[PROBLEM TO SOLVE]
Please render the stretch of the listing below from the line containing "white window frame." through the line containing "column 54, row 193" as a Markdown table with the columns No. and Line, numbering each line and leaving out blank lines.

------------------------------------------------

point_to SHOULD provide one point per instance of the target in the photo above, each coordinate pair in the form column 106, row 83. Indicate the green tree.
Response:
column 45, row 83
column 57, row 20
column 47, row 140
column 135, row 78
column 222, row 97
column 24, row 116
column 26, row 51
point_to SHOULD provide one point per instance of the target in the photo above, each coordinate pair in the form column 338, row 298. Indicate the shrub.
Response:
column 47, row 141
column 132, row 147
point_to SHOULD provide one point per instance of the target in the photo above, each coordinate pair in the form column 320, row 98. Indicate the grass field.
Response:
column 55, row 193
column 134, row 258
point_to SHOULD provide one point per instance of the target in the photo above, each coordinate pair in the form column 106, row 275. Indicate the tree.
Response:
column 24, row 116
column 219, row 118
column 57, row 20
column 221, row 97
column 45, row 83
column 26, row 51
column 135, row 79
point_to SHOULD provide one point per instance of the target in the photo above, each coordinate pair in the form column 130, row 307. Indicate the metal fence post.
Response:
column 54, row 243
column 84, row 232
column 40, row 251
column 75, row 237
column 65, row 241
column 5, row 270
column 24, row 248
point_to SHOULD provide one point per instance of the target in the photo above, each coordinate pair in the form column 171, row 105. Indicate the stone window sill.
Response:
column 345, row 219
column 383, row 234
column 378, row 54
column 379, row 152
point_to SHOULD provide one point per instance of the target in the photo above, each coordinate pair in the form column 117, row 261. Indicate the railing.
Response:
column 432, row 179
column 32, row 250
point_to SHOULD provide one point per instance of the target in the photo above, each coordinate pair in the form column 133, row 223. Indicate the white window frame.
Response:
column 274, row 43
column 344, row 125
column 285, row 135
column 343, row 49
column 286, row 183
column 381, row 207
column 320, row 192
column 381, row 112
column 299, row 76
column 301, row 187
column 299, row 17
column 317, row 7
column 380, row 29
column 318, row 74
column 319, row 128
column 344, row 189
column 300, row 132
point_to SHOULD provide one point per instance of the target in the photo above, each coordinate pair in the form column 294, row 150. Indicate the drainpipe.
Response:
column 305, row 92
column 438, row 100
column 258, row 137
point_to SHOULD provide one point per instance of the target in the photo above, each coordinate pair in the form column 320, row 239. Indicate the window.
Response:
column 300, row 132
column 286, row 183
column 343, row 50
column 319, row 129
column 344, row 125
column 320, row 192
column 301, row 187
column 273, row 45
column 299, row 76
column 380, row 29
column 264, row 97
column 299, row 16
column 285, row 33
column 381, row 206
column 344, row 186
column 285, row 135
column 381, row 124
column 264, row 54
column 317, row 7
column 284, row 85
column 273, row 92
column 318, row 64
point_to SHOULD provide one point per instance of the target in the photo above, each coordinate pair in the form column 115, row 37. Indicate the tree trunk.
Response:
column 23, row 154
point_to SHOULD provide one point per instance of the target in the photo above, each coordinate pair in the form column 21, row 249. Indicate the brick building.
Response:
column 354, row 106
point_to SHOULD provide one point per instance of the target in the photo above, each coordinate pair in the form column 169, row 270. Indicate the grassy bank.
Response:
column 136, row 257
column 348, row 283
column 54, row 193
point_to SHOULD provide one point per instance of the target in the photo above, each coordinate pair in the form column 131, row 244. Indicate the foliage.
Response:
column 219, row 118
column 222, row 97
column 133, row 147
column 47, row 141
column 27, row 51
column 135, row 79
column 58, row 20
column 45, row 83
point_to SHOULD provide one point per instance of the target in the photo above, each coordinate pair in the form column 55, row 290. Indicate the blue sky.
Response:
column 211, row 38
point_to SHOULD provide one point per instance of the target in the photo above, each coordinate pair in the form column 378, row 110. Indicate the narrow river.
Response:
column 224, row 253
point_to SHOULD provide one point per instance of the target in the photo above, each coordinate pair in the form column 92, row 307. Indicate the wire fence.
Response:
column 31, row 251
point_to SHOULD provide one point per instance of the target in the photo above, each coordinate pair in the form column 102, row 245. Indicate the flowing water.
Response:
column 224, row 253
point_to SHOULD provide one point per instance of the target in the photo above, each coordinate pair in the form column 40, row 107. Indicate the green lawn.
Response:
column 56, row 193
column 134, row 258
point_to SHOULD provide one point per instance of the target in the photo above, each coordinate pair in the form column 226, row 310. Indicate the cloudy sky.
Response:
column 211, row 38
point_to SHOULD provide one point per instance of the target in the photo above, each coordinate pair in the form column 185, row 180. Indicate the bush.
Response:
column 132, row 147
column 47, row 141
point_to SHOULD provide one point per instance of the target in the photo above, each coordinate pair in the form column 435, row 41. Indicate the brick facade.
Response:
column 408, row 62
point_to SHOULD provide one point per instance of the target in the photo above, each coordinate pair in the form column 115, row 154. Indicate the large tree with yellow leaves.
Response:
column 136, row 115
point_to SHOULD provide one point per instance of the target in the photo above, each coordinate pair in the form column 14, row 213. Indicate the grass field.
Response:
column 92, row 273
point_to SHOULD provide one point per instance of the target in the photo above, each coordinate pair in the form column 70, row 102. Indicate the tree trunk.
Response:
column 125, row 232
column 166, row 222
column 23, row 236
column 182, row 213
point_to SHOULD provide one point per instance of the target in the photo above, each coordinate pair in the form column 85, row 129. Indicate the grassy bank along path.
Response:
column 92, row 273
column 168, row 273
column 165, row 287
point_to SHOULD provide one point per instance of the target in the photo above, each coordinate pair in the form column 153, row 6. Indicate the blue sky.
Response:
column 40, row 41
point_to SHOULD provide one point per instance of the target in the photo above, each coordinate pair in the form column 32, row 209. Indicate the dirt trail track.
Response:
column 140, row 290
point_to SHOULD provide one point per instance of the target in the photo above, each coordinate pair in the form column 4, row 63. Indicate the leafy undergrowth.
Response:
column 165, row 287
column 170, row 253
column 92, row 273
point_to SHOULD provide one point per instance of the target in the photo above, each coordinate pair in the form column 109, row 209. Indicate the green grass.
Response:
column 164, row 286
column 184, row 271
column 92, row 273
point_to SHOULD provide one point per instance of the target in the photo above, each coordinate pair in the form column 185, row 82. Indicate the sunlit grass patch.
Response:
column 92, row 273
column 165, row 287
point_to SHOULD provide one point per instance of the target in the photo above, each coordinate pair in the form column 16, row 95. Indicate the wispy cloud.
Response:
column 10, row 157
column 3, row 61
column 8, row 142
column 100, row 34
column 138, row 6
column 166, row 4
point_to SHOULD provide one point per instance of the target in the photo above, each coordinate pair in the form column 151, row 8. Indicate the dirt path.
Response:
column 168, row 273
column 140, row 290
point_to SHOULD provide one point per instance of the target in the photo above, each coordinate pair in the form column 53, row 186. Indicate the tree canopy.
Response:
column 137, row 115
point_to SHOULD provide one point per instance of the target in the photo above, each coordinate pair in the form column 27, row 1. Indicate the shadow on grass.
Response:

------------------------------------------------

[IN RESPONSE]
| No. | Line |
|---|---|
| 1 | point_to SHOULD provide one point per instance of the target in the photo above, each coordinate pair in the form column 133, row 223. Indicate the white window frame. |
| 2 | Response: |
| 3 | column 274, row 43 |
| 4 | column 344, row 125 |
| 5 | column 285, row 135 |
| 6 | column 343, row 49 |
| 7 | column 286, row 183 |
| 8 | column 381, row 207 |
| 9 | column 320, row 192 |
| 10 | column 381, row 112 |
| 11 | column 299, row 76 |
| 12 | column 301, row 187 |
| 13 | column 299, row 17 |
| 14 | column 317, row 7 |
| 15 | column 380, row 29 |
| 16 | column 318, row 74 |
| 17 | column 319, row 128 |
| 18 | column 344, row 189 |
| 19 | column 300, row 132 |
| 20 | point_to SHOULD provide one point per instance of the target in the photo above, each coordinate pair in the form column 294, row 150. Indicate the drainpipe. |
| 21 | Response: |
| 22 | column 305, row 92 |
| 23 | column 438, row 100 |
| 24 | column 258, row 137 |
| 25 | point_to SHOULD provide one point per instance of the target in the photo above, each coordinate pair in the form column 320, row 239. Indicate the window. |
| 26 | Response: |
| 27 | column 300, row 132 |
| 28 | column 286, row 183 |
| 29 | column 343, row 50 |
| 30 | column 319, row 129 |
| 31 | column 344, row 125 |
| 32 | column 320, row 192 |
| 33 | column 301, row 187 |
| 34 | column 273, row 45 |
| 35 | column 299, row 76 |
| 36 | column 380, row 29 |
| 37 | column 264, row 97 |
| 38 | column 299, row 16 |
| 39 | column 285, row 33 |
| 40 | column 381, row 206 |
| 41 | column 344, row 186 |
| 42 | column 285, row 135 |
| 43 | column 381, row 124 |
| 44 | column 264, row 54 |
| 45 | column 317, row 7 |
| 46 | column 284, row 85 |
| 47 | column 273, row 92 |
| 48 | column 318, row 64 |
| 49 | point_to SHOULD provide one point per instance of the target in the photo above, each coordinate pair in the form column 115, row 37. Indicate the tree trunk. |
| 50 | Response: |
| 51 | column 23, row 154 |
| 52 | point_to SHOULD provide one point per instance of the target in the photo above, each coordinate pair in the form column 21, row 249. Indicate the brick building. |
| 53 | Response: |
| 54 | column 354, row 106 |
| 55 | point_to SHOULD provide one point per instance of the target in the photo above, each coordinate pair in the form column 169, row 270. Indicate the grassy bank. |
| 56 | Response: |
| 57 | column 136, row 257 |
| 58 | column 348, row 283 |
| 59 | column 54, row 193 |